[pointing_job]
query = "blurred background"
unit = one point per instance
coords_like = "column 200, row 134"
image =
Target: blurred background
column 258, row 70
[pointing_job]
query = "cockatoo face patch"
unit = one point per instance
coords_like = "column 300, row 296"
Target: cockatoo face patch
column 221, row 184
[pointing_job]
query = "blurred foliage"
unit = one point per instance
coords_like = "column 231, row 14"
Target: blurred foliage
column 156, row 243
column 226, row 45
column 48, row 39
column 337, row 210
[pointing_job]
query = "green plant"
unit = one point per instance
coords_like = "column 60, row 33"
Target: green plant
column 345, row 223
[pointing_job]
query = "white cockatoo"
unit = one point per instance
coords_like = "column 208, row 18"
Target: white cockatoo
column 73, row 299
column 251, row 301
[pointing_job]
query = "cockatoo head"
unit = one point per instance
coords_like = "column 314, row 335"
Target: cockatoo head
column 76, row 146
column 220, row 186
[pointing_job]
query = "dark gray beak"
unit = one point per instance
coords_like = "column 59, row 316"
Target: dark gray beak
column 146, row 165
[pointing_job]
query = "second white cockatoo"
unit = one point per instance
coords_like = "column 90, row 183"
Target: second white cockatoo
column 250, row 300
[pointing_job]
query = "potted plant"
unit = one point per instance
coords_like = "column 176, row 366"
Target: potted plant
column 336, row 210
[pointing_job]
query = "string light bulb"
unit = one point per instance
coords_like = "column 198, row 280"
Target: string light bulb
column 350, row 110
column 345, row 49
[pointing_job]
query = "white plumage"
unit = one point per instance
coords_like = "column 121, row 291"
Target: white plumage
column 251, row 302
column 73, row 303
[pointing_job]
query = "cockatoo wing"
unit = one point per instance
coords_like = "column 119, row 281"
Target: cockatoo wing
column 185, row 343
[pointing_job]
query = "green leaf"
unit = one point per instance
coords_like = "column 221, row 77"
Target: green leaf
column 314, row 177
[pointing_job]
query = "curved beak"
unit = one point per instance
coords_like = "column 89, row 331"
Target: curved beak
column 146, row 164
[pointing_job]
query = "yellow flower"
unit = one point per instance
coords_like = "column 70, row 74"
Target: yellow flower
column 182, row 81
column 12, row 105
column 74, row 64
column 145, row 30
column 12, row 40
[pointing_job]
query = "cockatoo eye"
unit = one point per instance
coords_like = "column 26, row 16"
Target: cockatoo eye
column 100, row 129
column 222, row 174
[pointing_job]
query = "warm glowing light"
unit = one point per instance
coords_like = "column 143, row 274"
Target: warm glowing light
-*-
- **Problem statement**
Take the records above and return them exactly as written.

- **Output of the task**
[pointing_job]
query = "blurred background"
unit = one point per instance
coords_like = "column 200, row 134"
image =
Target: blurred background
column 258, row 70
[pointing_job]
query = "cockatoo face patch"
unit = one point per instance
coords_like = "column 300, row 296"
Target: cockatoo face patch
column 221, row 184
[pointing_job]
query = "blurred foliage"
unit = one point per instance
coords_like = "column 231, row 14"
Target: blurred foliage
column 156, row 243
column 226, row 45
column 48, row 39
column 337, row 210
[pointing_job]
query = "green plant"
unit = one point per instance
coords_like = "column 60, row 33"
Target: green plant
column 345, row 223
[pointing_job]
query = "white cockatoo"
unit = one point per instance
coords_like = "column 208, row 18"
Target: white cockatoo
column 73, row 299
column 251, row 301
[pointing_job]
query = "cockatoo head"
unit = one point per instance
coords_like = "column 314, row 335"
Target: cockatoo head
column 76, row 146
column 220, row 186
[pointing_job]
query = "dark gray beak"
unit = one point per instance
coords_like = "column 59, row 316"
Target: dark gray beak
column 146, row 165
[pointing_job]
query = "second white cockatoo"
unit = one point per instance
coords_like = "column 90, row 183"
Target: second white cockatoo
column 250, row 300
[pointing_job]
query = "potted plant"
unit = one point per instance
coords_like = "column 176, row 366"
Target: potted plant
column 336, row 210
[pointing_job]
query = "string light bulb"
unit = one point per instance
coords_like = "column 198, row 280"
Target: string light bulb
column 350, row 110
column 345, row 49
[pointing_job]
query = "white plumage"
unit = one point per instance
coords_like = "column 121, row 291"
Target: white plumage
column 251, row 302
column 73, row 303
[pointing_job]
query = "cockatoo wing"
unit = one point per instance
coords_like = "column 119, row 281"
Target: cockatoo wing
column 185, row 343
[pointing_job]
query = "green leaf"
unit = one point per instance
coords_like = "column 221, row 77"
Target: green leaf
column 314, row 177
[pointing_job]
query = "curved beak"
unit = one point per instance
coords_like = "column 89, row 331"
Target: curved beak
column 146, row 164
[pointing_job]
query = "yellow flower"
unit = one point per instance
coords_like = "column 70, row 74"
Target: yellow flower
column 182, row 81
column 12, row 105
column 74, row 64
column 145, row 30
column 12, row 40
[pointing_job]
query = "cockatoo eye"
unit = one point per instance
coords_like = "column 26, row 16"
Target: cockatoo eye
column 100, row 129
column 222, row 174
[pointing_job]
query = "warm glowing light"
unit = one point per instance
coords_like = "column 143, row 274"
Target: warm glowing light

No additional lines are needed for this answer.